» Stated task:
Copy out the entries from the line containing "Where can you see the concrete" through the end of the entries, requests included. In the answers, shift both coordinates of every point by -67.

Pointing dataset excerpts
########################################
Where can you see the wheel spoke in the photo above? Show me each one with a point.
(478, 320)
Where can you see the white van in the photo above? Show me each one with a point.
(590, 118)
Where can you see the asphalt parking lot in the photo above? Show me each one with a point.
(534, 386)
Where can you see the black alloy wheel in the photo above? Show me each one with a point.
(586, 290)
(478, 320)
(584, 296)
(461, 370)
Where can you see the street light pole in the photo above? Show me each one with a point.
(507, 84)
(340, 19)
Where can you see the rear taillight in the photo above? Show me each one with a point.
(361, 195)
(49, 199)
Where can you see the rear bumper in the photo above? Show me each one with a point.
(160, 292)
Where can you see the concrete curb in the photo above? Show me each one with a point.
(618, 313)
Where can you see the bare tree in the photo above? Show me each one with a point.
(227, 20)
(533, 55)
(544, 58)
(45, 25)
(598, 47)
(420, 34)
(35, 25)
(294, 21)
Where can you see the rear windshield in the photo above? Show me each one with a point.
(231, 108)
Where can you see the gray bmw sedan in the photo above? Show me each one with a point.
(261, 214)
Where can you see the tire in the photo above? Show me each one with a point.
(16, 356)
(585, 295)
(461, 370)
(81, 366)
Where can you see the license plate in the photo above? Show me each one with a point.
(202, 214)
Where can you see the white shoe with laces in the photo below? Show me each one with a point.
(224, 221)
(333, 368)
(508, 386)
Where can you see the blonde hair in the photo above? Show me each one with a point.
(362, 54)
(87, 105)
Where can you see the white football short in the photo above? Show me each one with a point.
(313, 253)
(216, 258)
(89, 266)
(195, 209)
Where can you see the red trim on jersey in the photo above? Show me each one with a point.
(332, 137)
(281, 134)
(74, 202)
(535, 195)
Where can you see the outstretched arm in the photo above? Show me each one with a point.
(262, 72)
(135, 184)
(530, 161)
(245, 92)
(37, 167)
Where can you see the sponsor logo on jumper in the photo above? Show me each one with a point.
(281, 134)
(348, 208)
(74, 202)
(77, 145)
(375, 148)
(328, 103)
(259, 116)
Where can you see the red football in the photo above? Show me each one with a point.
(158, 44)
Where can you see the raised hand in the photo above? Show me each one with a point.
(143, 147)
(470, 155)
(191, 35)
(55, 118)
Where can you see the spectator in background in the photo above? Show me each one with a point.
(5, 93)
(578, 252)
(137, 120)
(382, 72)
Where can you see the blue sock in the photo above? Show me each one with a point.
########################################
» Task result:
Where can you see the concrete curb in the photo above? Show me each one with a point.
(551, 246)
Where can you see the bare tree in the photo above? Show me each one with a point.
(160, -47)
(466, -12)
(477, -9)
(-22, -42)
(531, -20)
(353, -33)
(-32, -42)
(227, -46)
Where can you see the rear windshield in the photo above? Show me each one with a point.
(164, 41)
Where can you see the gray bmw sedan in the photo above? Show me each one with a point.
(194, 147)
Where can you see the tire in the photo above? Show me each one with a point.
(-51, 289)
(518, 228)
(394, 303)
(14, 299)
Where can you see the license plate in the photo above? Show me each one with a point.
(135, 147)
Where can you see the white shoe with laces in the photo below? Show me each one with a point.
(157, 154)
(266, 301)
(441, 319)
Where can you see the blonde hair in the photo above? Show me each one with a point.
(295, -13)
(20, 38)
Where can you see the white football short in the photo above? Show me each one with a point.
(246, 186)
(149, 191)
(22, 199)
(128, 142)
Where can you see the red trim on jersey in the photo above? Show me each one with a point.
(265, 70)
(214, 67)
(7, 135)
(468, 128)
Where can you see the outstretched arm in the photo above? Show me each one with a point.
(195, 5)
(68, 117)
(463, 94)
(178, 25)
(-30, 100)
Where can you see the sponsor logo on jumper in the photo above? Show me each one with a point.
(214, 67)
(281, 141)
(7, 135)
(10, 78)
(308, 81)
(261, 36)
(192, 49)
Where can you see the red football in the photo above? Show me each one with a point.
(91, -23)
Where can you see the raised hand in the photo above? Show me each one with a point.
(76, 80)
(403, 88)
(124, -32)
(-12, 51)
Where can you see the spectator in background in the photo above? Show me each one with a point.
(-62, 26)
(511, 185)
(70, 53)
(315, 5)
Where can you see the blue sock in the photo above? Show me each one with a point.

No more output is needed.